### Directions for this task
Emit only the lines from the line containing "Locate the dirt path" through the last line of the entries, unchanged.

### Available records
════
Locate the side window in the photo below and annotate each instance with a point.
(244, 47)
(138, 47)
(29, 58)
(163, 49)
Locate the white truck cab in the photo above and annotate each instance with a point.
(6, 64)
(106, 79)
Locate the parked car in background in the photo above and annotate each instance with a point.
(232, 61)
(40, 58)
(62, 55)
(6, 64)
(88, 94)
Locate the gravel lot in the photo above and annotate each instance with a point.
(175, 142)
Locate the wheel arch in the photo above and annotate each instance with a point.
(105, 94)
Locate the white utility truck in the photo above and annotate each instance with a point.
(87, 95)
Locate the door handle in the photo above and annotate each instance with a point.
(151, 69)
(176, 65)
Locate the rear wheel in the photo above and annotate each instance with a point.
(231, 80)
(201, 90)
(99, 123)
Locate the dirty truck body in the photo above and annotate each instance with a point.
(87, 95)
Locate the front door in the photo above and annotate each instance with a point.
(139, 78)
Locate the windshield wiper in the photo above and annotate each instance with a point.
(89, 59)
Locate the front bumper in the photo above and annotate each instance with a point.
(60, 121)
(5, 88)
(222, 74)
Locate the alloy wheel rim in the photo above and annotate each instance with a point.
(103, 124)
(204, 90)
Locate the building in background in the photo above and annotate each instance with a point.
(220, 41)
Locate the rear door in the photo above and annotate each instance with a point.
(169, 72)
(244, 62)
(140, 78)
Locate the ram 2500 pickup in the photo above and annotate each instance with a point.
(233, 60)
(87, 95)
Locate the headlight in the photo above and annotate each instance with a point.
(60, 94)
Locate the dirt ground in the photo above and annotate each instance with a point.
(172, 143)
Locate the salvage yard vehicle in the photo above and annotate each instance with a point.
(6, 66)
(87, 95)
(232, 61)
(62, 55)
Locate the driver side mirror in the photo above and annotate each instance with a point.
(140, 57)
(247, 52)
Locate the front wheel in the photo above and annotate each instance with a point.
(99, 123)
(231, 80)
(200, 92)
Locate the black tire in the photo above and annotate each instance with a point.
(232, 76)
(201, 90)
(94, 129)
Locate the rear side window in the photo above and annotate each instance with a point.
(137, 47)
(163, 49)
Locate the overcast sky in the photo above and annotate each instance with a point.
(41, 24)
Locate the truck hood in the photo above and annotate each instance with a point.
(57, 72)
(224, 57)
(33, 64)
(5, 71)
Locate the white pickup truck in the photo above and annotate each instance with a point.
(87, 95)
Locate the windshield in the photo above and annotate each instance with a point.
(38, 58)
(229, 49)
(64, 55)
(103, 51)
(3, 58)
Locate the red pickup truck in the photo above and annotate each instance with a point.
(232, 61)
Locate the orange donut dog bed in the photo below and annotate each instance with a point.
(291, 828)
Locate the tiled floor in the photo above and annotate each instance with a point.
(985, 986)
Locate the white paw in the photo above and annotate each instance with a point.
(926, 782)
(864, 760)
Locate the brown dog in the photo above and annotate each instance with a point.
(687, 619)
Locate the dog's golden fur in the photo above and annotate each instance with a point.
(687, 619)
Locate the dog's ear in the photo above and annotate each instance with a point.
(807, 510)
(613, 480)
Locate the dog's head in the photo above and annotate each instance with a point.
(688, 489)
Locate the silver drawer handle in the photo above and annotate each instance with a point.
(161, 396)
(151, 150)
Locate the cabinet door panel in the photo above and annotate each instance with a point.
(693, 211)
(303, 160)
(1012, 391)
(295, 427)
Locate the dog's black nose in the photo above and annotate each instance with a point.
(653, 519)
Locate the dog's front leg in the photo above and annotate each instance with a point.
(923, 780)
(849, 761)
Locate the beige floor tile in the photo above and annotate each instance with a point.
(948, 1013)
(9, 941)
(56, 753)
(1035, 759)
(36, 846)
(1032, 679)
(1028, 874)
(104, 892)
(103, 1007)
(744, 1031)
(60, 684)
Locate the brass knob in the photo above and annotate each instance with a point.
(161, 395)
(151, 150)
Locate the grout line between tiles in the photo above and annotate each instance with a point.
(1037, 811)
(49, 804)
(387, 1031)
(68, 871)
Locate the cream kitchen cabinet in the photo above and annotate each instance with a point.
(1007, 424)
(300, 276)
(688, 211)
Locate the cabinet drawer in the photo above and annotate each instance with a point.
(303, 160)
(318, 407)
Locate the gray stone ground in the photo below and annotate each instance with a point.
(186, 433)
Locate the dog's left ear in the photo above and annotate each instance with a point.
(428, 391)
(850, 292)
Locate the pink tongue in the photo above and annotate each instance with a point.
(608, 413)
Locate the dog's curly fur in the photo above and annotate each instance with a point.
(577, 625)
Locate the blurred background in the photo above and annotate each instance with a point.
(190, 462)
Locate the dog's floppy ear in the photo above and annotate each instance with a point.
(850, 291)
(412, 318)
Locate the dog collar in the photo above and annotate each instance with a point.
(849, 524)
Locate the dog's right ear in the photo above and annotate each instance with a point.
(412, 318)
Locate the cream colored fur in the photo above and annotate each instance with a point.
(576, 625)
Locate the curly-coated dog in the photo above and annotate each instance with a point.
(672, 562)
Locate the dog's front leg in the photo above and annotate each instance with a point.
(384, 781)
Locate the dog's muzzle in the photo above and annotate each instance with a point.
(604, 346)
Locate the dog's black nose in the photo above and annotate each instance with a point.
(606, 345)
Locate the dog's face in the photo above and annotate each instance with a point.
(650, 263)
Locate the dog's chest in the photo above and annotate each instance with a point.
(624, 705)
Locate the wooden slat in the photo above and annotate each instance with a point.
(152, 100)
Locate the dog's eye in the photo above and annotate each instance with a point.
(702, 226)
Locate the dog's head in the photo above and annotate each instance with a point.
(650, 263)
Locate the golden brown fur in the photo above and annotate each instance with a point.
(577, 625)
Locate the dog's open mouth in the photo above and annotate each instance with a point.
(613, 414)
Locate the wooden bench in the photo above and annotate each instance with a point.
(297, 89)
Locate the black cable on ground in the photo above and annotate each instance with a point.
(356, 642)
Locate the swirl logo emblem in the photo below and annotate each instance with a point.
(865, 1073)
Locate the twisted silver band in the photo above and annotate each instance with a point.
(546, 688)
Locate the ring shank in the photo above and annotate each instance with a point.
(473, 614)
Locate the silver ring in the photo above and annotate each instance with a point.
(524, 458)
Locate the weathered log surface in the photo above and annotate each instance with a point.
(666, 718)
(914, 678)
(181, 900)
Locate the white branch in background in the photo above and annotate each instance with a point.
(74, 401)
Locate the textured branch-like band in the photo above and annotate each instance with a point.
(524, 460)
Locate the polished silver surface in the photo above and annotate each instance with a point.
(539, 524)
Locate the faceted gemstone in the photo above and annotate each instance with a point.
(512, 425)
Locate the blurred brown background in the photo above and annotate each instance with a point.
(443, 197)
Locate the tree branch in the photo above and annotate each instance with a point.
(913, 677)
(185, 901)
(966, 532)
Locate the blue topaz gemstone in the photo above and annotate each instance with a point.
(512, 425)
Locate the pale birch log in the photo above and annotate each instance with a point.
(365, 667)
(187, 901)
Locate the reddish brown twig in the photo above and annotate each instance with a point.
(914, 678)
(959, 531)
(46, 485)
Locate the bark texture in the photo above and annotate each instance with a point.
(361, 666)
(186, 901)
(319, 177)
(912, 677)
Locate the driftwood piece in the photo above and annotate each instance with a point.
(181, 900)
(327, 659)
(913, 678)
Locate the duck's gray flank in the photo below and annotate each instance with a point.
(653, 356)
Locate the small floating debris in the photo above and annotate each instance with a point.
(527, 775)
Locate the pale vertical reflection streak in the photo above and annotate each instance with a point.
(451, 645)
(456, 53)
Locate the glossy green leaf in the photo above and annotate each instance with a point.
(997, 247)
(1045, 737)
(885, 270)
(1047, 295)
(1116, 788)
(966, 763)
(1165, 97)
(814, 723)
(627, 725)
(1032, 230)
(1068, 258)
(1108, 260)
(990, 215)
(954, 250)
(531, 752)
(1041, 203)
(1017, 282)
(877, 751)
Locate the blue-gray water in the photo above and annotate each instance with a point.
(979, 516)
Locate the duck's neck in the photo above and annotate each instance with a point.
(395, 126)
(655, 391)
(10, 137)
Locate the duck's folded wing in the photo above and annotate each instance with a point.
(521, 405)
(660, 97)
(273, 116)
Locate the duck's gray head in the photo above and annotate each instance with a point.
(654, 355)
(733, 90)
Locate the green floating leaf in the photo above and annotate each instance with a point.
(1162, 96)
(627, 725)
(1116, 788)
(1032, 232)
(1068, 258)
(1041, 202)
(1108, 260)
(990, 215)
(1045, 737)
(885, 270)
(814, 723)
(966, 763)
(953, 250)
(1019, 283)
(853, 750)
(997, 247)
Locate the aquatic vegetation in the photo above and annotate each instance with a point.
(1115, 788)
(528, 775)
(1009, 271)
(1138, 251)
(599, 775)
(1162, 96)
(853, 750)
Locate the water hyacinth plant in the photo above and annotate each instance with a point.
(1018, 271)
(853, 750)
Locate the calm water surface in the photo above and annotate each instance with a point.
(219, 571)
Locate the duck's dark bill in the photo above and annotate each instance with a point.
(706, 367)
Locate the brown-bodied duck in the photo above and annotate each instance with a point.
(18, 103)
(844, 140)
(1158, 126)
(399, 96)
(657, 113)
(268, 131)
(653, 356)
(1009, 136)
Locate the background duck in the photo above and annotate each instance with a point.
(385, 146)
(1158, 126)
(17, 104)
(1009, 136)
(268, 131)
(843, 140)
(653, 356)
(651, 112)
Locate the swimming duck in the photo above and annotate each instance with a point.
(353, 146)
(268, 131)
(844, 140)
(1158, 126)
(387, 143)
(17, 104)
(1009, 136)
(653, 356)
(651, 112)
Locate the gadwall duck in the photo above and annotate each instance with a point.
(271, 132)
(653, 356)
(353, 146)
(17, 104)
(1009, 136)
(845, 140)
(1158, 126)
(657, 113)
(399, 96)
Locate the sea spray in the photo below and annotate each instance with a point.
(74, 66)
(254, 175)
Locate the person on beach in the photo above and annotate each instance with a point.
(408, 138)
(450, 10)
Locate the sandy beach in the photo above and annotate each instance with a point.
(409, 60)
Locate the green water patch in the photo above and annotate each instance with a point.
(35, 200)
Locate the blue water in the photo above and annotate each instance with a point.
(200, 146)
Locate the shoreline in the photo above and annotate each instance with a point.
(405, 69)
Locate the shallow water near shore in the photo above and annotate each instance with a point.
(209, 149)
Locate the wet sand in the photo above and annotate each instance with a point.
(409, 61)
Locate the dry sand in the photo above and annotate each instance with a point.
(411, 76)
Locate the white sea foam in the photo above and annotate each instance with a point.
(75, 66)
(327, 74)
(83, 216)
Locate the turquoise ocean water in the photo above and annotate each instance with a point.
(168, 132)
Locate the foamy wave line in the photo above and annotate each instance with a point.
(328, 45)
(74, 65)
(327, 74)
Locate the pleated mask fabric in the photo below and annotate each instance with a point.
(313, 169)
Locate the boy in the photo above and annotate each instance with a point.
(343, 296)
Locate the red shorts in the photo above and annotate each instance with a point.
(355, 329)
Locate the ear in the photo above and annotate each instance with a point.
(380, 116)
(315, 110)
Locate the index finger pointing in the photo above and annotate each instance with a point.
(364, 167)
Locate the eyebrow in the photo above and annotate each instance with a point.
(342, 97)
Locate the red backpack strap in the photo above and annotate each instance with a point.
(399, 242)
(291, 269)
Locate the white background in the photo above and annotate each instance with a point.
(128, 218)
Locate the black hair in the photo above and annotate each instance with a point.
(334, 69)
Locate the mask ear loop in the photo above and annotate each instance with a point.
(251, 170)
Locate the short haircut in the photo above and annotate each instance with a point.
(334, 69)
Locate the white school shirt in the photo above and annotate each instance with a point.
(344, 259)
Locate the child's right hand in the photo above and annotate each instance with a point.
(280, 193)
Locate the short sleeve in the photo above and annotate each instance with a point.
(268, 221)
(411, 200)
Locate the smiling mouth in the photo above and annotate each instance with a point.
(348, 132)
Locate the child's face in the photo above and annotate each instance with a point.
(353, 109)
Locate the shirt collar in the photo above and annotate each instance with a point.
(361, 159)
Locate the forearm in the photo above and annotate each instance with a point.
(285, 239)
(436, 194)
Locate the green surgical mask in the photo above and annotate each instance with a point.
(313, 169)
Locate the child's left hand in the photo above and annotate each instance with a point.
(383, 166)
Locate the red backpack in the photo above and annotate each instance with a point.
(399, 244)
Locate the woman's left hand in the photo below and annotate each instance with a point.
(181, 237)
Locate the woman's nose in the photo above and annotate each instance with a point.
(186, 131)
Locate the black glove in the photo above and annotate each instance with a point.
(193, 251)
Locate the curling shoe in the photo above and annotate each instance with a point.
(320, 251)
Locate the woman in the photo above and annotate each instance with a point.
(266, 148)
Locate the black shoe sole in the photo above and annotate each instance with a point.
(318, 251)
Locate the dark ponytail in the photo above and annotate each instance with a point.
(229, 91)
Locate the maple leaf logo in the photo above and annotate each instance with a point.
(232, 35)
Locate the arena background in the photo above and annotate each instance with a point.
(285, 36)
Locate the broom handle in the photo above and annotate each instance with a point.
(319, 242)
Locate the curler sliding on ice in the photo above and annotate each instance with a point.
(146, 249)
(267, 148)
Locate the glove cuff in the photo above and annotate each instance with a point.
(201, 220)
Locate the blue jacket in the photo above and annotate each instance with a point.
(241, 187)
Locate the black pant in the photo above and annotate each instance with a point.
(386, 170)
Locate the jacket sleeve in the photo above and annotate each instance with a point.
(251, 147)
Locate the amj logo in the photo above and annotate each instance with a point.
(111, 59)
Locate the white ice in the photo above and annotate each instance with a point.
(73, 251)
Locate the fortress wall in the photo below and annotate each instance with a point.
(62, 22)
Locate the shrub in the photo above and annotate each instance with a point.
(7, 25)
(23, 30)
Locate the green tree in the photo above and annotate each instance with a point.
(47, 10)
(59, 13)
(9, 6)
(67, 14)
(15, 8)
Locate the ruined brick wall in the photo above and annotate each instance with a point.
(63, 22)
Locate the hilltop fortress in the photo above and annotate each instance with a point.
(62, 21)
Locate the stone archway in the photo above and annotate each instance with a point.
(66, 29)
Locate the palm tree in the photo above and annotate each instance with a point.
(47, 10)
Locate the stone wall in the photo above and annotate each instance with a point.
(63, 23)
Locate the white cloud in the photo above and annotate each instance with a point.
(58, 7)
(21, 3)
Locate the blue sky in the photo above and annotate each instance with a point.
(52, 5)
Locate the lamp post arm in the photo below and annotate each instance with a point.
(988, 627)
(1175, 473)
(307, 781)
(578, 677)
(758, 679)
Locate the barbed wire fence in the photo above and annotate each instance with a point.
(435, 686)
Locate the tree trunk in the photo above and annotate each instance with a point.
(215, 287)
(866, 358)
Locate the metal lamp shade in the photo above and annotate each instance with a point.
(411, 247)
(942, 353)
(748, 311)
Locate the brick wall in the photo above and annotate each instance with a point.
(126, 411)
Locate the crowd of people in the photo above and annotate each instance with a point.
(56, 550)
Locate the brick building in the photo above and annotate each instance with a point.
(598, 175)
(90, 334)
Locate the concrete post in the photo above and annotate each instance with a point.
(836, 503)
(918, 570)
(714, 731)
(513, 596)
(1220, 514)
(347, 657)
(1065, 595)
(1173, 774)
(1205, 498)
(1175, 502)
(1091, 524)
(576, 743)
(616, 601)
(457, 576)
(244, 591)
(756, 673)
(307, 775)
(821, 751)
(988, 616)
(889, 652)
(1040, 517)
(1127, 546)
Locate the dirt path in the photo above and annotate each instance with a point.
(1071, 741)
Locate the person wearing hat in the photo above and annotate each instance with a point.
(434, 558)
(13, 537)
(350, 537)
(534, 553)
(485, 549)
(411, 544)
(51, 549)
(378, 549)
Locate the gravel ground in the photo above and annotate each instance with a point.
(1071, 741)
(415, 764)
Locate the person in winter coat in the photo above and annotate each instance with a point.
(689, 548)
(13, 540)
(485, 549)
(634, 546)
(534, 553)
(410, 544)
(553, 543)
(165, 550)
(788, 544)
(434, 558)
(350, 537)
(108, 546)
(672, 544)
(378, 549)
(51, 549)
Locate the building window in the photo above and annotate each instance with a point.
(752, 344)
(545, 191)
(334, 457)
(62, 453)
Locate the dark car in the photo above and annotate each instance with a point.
════
### Completed exercise
Locate the dirt path in the photo above and annotate each instance with a point.
(1071, 741)
Locate the person wearing hat in the photo above and annotate each instance with a point.
(434, 558)
(13, 537)
(350, 537)
(534, 553)
(485, 549)
(411, 544)
(51, 549)
(378, 549)
Locate the gravel ground in the photo above and annotate each instance with a point.
(1071, 741)
(415, 764)
Locate the person in winter coat in the photo above and annotate each instance with a point.
(689, 548)
(13, 540)
(485, 549)
(634, 546)
(534, 553)
(410, 544)
(553, 543)
(165, 550)
(788, 544)
(434, 558)
(350, 537)
(108, 546)
(672, 544)
(378, 549)
(51, 549)
Locate the building window in the photo above and annotate each instance with a point.
(752, 344)
(545, 191)
(334, 457)
(62, 453)
Locate the dark car in the photo above and annotate each instance with a point.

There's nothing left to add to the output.